> _Supplied entries_
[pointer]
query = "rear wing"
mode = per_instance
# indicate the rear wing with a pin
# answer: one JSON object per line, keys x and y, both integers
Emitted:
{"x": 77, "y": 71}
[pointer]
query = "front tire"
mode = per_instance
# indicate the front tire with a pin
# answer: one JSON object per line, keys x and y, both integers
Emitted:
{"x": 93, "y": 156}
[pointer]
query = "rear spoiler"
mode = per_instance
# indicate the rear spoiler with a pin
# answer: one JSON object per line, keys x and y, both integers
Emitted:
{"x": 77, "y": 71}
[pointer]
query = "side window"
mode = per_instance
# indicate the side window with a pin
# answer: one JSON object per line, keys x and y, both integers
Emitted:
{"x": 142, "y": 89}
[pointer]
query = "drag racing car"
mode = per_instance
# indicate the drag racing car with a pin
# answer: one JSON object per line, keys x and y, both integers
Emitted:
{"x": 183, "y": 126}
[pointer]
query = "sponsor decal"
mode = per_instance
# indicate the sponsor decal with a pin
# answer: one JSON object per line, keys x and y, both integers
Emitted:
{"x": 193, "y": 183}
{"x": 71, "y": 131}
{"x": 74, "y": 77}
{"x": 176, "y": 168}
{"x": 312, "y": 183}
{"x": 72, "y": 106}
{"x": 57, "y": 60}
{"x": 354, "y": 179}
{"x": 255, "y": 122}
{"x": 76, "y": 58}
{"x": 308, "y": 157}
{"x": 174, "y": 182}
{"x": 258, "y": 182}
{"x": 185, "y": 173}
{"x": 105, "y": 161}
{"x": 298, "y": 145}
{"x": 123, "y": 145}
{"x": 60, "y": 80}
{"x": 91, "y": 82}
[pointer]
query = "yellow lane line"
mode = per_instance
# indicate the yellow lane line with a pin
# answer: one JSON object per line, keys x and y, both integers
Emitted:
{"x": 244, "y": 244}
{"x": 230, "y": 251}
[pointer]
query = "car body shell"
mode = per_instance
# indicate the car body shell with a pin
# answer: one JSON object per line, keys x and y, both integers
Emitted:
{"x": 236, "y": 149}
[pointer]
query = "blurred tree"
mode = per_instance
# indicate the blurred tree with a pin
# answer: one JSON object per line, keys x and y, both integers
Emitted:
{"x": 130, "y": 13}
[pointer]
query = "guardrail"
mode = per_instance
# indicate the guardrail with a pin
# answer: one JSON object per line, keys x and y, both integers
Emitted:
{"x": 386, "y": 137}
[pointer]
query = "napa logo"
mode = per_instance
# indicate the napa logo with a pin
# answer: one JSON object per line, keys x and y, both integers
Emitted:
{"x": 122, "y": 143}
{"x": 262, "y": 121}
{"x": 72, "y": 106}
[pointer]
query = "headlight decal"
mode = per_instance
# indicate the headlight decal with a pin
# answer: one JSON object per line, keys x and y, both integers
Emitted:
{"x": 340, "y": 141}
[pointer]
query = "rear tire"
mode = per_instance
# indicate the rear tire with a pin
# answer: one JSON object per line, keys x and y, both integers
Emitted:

> _Exercise task_
Copy out every entry again, exactly as it was given.

> _Solution to the problem_
[pointer]
query = "rear wing"
mode = per_instance
# indicate the rear wing with a pin
# answer: one JSON object per line, keys x and y, both integers
Emitted:
{"x": 77, "y": 71}
[pointer]
query = "front tire"
mode = per_instance
# indicate the front tire with a pin
# answer: one JSON object per line, keys x and y, both integers
Emitted:
{"x": 93, "y": 156}
[pointer]
query = "rear spoiler"
mode = per_instance
# indicate the rear spoiler with a pin
# answer: one JSON object per line, keys x and y, both integers
Emitted:
{"x": 77, "y": 71}
[pointer]
query = "side window"
mode = per_instance
# indicate the side window with a pin
# answer: one JSON object per line, keys x and y, both integers
Emitted:
{"x": 142, "y": 89}
[pointer]
query = "drag racing car"
mode = per_instance
# indicate the drag racing car with a pin
# answer: one JSON object per line, keys x and y, both integers
Emitted:
{"x": 183, "y": 126}
[pointer]
query = "sponsor decal"
mode = per_instance
# indicate the sponsor decal with a pin
# answer: one JSON object per line, keys x and y, both integers
Emitted:
{"x": 193, "y": 183}
{"x": 71, "y": 131}
{"x": 74, "y": 77}
{"x": 176, "y": 168}
{"x": 312, "y": 183}
{"x": 72, "y": 106}
{"x": 57, "y": 60}
{"x": 354, "y": 179}
{"x": 255, "y": 122}
{"x": 76, "y": 58}
{"x": 308, "y": 157}
{"x": 174, "y": 182}
{"x": 258, "y": 182}
{"x": 185, "y": 173}
{"x": 105, "y": 161}
{"x": 298, "y": 145}
{"x": 123, "y": 145}
{"x": 60, "y": 80}
{"x": 91, "y": 82}
[pointer]
query = "yellow lane line"
mode = per_instance
# indicate the yellow lane line with a pin
# answer: one JSON object per line, keys x and y, both integers
Emitted:
{"x": 244, "y": 244}
{"x": 230, "y": 251}
[pointer]
query = "car body shell"
mode = per_instance
# indicate the car body shell with a pin
# answer: one JSON object per line, keys x and y, both integers
Emitted:
{"x": 236, "y": 149}
[pointer]
query = "blurred tree"
mode = per_instance
# indicate the blurred tree with a pin
# answer: one JSON object per line, keys x and y, both integers
Emitted:
{"x": 130, "y": 13}
[pointer]
query = "guardrail"
mode = per_instance
# indicate the guardrail with a pin
# answer: one JSON object per line, keys x and y, both integers
Emitted:
{"x": 386, "y": 137}
[pointer]
query = "napa logo"
mode = per_instance
# indicate the napa logo with a pin
# answer: one JSON object per line, keys x and y, both integers
Emitted:
{"x": 122, "y": 143}
{"x": 262, "y": 121}
{"x": 72, "y": 106}
[pointer]
query = "headlight decal"
mode = per_instance
# indicate the headlight decal with a pin
# answer: one JSON object per line, keys x and y, both integers
Emitted:
{"x": 340, "y": 141}
[pointer]
query = "rear tire"
mode = per_instance
# indicate the rear tire with a pin
# answer: one JSON object per line, keys x and y, both integers
Emitted:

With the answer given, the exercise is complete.